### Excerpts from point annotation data
------------------------------------------------------------

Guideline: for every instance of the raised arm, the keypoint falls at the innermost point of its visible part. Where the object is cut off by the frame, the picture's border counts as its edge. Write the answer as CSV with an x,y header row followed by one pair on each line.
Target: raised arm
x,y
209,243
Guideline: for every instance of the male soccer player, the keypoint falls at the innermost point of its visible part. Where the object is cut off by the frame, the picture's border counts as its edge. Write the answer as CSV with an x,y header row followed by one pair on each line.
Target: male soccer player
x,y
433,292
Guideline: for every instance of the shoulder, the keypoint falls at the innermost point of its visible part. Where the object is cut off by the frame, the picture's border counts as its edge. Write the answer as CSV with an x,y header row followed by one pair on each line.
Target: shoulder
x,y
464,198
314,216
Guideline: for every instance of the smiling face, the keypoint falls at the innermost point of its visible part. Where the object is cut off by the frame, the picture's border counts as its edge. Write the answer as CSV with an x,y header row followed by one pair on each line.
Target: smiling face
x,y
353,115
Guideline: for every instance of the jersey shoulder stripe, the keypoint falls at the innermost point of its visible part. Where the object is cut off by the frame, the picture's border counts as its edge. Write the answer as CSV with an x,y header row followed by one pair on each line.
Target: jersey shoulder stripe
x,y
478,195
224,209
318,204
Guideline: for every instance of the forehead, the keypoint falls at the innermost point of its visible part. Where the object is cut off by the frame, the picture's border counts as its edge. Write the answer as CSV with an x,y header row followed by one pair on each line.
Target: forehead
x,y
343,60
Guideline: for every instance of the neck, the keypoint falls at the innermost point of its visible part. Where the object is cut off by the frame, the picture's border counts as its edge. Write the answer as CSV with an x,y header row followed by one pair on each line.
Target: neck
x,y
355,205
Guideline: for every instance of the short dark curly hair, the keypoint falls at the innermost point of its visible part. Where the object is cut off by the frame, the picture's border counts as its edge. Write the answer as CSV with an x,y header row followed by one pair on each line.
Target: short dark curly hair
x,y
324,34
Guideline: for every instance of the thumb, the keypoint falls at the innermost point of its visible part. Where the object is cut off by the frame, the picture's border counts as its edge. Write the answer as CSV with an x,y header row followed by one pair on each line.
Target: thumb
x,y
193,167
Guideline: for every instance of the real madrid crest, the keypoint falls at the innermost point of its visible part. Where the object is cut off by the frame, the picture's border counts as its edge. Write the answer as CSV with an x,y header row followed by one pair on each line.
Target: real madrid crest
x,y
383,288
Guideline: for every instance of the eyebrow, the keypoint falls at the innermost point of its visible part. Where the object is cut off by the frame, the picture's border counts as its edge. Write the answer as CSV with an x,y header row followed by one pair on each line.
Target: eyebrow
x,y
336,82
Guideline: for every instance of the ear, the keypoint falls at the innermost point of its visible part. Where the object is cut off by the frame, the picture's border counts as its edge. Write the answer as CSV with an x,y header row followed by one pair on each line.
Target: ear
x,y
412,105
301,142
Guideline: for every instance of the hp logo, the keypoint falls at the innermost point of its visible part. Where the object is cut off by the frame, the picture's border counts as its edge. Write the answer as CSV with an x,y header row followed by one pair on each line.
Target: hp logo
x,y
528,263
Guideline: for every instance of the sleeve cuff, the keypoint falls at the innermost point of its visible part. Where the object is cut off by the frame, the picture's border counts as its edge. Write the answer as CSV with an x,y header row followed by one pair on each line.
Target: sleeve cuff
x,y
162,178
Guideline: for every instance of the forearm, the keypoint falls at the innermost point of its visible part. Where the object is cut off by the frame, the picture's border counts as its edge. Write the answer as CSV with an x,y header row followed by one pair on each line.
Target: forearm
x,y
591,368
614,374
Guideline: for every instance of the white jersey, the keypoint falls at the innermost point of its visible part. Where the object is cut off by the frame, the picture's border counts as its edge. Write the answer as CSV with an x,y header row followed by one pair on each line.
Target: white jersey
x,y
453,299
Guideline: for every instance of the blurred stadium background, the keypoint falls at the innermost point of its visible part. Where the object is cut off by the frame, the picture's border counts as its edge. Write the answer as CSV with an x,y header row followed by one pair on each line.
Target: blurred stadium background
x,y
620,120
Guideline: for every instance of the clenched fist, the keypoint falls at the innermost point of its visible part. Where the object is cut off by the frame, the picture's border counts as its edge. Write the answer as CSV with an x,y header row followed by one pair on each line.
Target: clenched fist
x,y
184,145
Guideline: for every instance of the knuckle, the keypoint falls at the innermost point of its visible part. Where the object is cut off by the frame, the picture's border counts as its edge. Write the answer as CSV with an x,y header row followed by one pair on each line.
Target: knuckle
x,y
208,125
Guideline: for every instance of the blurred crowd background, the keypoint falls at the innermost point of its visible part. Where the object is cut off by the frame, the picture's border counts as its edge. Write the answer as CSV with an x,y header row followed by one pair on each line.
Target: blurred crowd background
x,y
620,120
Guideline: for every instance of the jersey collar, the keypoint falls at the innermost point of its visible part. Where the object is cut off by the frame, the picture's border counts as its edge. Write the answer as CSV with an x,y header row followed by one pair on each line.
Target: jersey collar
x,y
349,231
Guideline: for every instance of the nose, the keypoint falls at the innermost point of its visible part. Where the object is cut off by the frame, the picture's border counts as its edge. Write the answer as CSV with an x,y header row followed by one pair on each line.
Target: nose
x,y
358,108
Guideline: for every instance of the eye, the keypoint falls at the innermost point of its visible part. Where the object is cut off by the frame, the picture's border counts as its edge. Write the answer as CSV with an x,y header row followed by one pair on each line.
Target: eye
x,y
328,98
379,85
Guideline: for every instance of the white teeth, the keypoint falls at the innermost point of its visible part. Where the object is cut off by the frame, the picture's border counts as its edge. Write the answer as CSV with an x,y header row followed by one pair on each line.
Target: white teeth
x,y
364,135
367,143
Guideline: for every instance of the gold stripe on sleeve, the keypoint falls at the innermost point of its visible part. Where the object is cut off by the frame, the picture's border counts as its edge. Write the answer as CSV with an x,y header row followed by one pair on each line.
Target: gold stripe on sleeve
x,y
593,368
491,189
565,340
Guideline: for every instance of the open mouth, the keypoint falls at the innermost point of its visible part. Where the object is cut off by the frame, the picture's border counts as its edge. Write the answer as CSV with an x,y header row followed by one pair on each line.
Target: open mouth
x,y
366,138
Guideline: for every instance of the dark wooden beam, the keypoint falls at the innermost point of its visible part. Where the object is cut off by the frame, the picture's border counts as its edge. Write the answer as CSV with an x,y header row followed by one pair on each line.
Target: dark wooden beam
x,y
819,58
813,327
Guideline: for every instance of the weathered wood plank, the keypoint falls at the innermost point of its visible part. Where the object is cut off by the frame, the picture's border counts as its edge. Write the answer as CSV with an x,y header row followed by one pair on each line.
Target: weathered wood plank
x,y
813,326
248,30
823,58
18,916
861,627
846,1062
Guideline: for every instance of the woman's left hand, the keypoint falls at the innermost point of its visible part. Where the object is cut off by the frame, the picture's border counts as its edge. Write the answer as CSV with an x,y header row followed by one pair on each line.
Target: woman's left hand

------------------------------------------------------------

### Exercise goal
Rewrite every item above, substituting "topmost point" for each occurrence of "innermost point" and keeping all other text the same.

### Solution to the exercise
Guideline: for every instance of the raised arm, the keypoint falls at the topmost point of its visible part. Where the object is cut off by the frame, the picture's border counts as its edge. Write the answer as CSV with an x,y header row followed by one pair on each line.
Target: raised arm
x,y
209,243
Guideline: for every instance of the male soccer player, the keypoint falls at the topmost point of its visible part. Where the object is cut off by the frame, the picture's border counts as its edge. Write the answer as CSV with an x,y header row followed by one pair on each line.
Target: male soccer player
x,y
433,292
Guideline: for every instance of the shoulder, the keypoint falls at the topmost point of its visible part. Where the object is cut off by the frame, the picture's border counts as its edge. Write the answer as CSV with an x,y header row followed by one pair on each line.
Target: shoulder
x,y
464,198
314,216
Guideline: for every instance of the smiling face, the keypoint falls at the topmost point of its visible part. Where the object is cut off by the frame, the picture's border counts as its edge. Write the answer as CSV with an x,y header row followed by one pair on each line.
Target: smiling face
x,y
353,115
Guideline: for every instance of the jersey shoulder stripe, the keypoint falls at the topmost point of its visible part. Where the object is cut off by the frame, the picture's border counts as its edge. Write the answer as CSV with an x,y header row followed by one pair on each line.
Target: jersey shoulder stripe
x,y
478,195
224,209
318,204
Guideline: for every instance of the forehead, the keypoint falls at the topmost point of its visible part. Where the object is cut off by the frame, the picture's border counts as its edge. Write the answer as CSV with an x,y header row followed by one pair on each line.
Target: forehead
x,y
343,60
Guideline: for every instance of the neck, the keypoint falls at the topmost point of its visible part. Where the object is cut off by the frame, the picture's border counts as its edge. Write the answer as CSV with an x,y header row followed by one pair on each line.
Target: neck
x,y
355,205
Guideline: for every instance of the short dark curly hair, the keypoint falls at the topmost point of its visible part. Where the object is cut off by the frame, the picture's border counts as its edge. Write the answer as CSV with an x,y header row followed by one pair on each line.
Target: short dark curly hair
x,y
324,34
Guideline: for every instance of the thumb, the keypoint falls at the topmost point of its visible part. Where the object is cut off by the frame, the picture's border counts as its edge. Write the answer as CSV with an x,y header row followed by one pair on each line.
Target: thumb
x,y
193,167
Guideline: for every instance of the real madrid crest, the keypoint falls at the topmost point of its visible part. Where the object is cut off by the frame, the picture's border counts as its edge. Write the answer as CSV with an x,y header row followed by one pair on each line.
Target: real madrid crest
x,y
383,288
Guideline: for every instance of the eyebrow, the keypoint falls at the topmost point of its visible part. Where the object is cut off by the frame, the picture's border counts as its edge. Write the answer as CSV with an x,y header row followed by one pair on each line.
Target: eyebrow
x,y
336,82
Guideline: for every instance of the ear, the keypoint falls at the topmost point of its visible part. Where the object is cut off by the frame, the picture's border counts as its edge. Write the answer as CSV with an x,y header row followed by one pair on each line.
Target: ear
x,y
412,105
301,142
Guideline: for every instance of the hp logo, the keypoint falls at the topmost point of its visible part. Where the object is cut off by the frame, the picture's border counts as its edge. Write the answer as CSV with an x,y header row followed by one pair on each line.
Target: hp logo
x,y
528,263
Guideline: for every instance of the sleeve cuff, the keypoint falls at the topmost point of its visible part. Where the object is cut off by the frame, the picture's border counts as its edge. Write the answer as CSV with an x,y header row followed by one pair on each line.
Target: sleeve cuff
x,y
162,178
Guideline: for every instance of the forearm, the keypoint falls at the topmost point of its visible part. Where the object is cut off by the frame, the picture's border counts as its edge. Write the answer as CSV with an x,y header row followed by one pair on each line.
Target: forearm
x,y
591,368
614,374
Guideline: for every instance of the white jersey, the keypoint falls at the topmost point of its visible part. Where the object is cut off by the frame, the picture's border counts as its edge. Write the answer as CSV with an x,y header row followed by one pair on each line.
Target: white jersey
x,y
453,299
Guideline: for every instance of the blurred stadium background, the keypoint falls at the topmost point of its visible part. Where the object is cut off by the frame, the picture's border counts as its edge. Write the answer as CSV with an x,y header row followed by one pair on each line.
Target: blurred stadium background
x,y
620,120
Guideline: for every instance of the clenched fist, the keypoint falls at the topmost point of its visible part. Where the object is cut off by the frame, the picture's border counts as its edge. Write the answer as CSV with an x,y header row followed by one pair on each line.
Target: clenched fist
x,y
184,145
Guideline: for every instance of the knuckle, the keypoint falls at the topmost point of its visible part. Where the object is cut off by the frame, the picture's border counts as its edge. Write the answer as CSV with an x,y header row followed by one pair on each line.
Target: knuckle
x,y
208,125
Guideline: for every instance of the blurred crowd background, the keypoint falls at the topmost point of its visible part. Where the object is cut off by the frame, the picture's border counts as its edge. Write the answer as CSV with an x,y header row followed by one pair on each line.
Target: blurred crowd background
x,y
620,120
Guideline: for every instance of the jersey collar, the keypoint falls at the topmost point of its visible part. Where the object is cut off by the frame, the picture's border counts as its edge. Write the answer as CSV with an x,y header row followed by one pair on each line.
Target: jersey collar
x,y
349,231
Guideline: for every instance of the nose, the keypoint falls at the topmost point of its visible part. Where the object is cut off by the frame, the picture's border counts as its edge. Write the answer as CSV with an x,y header row followed by one pair on each line.
Target: nose
x,y
358,108
Guideline: for every instance of the eye, the keypoint falls at the topmost point of its visible part. Where the object is cut off by the frame, the picture's border counts as its edge. Write the answer as CSV with an x,y header row followed by one pair on each line.
Target: eye
x,y
328,98
379,85
Guideline: for every instance of the white teeth, the keypoint falls at the topmost point of its visible part. Where the object is cut off by the frame, the picture's border counts as its edge. Write the answer as CSV with an x,y header row followed by one pair on each line.
Target: white teeth
x,y
364,135
367,143
Guideline: for every instance of the gold stripe on sleeve, the keypoint falls at the topmost point of its visible part. Where the object is cut off by the frame, the picture's border counts as its edge. Write the answer as CSV with an x,y header row followed by one pair on each line.
Target: gold stripe on sleeve
x,y
593,368
491,189
565,340
Guideline: for every instance of the open mouth, the keypoint falls at the topmost point of its visible part. Where the object is cut off by the frame, the picture's border counts as its edge. Write the answer as CSV with an x,y header row followed by one pair on each line.
Target: open mouth
x,y
366,138
Guideline: for every instance of the dark wooden beam, the keypoint falls at the topmost point of its visible part. Where the object is cut off by the frame, the picture's border counts as its edge. Write the answer as CSV with an x,y header row followed by one pair on each line.
Target: dark wooden beam
x,y
819,58
813,327
Guideline: for every instance of the weathered wood plank, the keypoint falls at the topmost point of its visible part. Where the object is cut off by the frame, the picture's border counts as its edge. Write the answer as CSV with an x,y header row followed by one pair on each line.
Target: weathered wood plank
x,y
813,326
248,30
823,58
18,916
861,627
846,1062
Guideline: for every instance of the woman's left hand, the keypoint falls at the topmost point of its visible part. Where the object is cut off by the frame, the picture's border counts as its edge. Write the answer as CSV with an x,y header row followed by one pair on each line.
Target: woman's left hand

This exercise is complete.